INPUT FOR THIS TASK »

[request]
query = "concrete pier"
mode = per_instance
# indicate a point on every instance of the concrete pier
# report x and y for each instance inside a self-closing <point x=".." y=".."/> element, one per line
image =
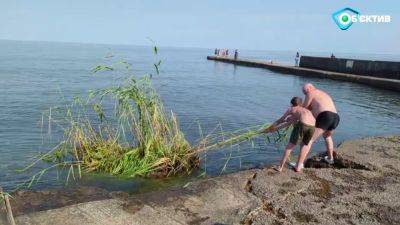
<point x="384" y="83"/>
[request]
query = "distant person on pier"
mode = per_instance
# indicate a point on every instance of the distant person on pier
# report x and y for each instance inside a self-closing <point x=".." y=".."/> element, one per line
<point x="303" y="129"/>
<point x="327" y="120"/>
<point x="296" y="60"/>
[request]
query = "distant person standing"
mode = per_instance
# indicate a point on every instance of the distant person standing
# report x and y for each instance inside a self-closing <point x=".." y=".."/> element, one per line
<point x="296" y="60"/>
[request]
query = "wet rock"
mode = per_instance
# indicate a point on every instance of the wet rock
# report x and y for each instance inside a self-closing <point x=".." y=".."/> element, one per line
<point x="362" y="187"/>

AIM »
Rewrite all the records above as a JSON list of strings, one string per line, skipping blank lines and leaving out the picture.

CORRECT ANSWER »
[
  "[request]",
  "query = \"concrete pier\"",
  "mode = per_instance",
  "# indicate a point on every instance of the concrete pier",
  "# report x and y for each instance inside a self-closing <point x=\"..\" y=\"..\"/> element, one per line",
  "image =",
  "<point x=\"384\" y=\"83\"/>",
  "[request]",
  "query = \"distant person on pier\"",
  "mode = per_instance",
  "# indicate a point on every instance of the distant person on pier",
  "# report x and y for each instance inside a self-closing <point x=\"..\" y=\"..\"/> element, one per line",
  "<point x=\"303\" y=\"129\"/>",
  "<point x=\"327\" y=\"120\"/>",
  "<point x=\"296\" y=\"60\"/>",
  "[request]",
  "query = \"distant person standing\"",
  "mode = per_instance",
  "# indicate a point on every instance of the distant person standing",
  "# report x and y for each instance inside a self-closing <point x=\"..\" y=\"..\"/> element, one per line",
  "<point x=\"296\" y=\"60\"/>",
  "[request]",
  "query = \"wet rock\"",
  "mode = per_instance",
  "# indicate a point on every instance of the wet rock",
  "# report x and y for each instance inside a self-closing <point x=\"..\" y=\"..\"/> element, one per line",
  "<point x=\"362\" y=\"187\"/>"
]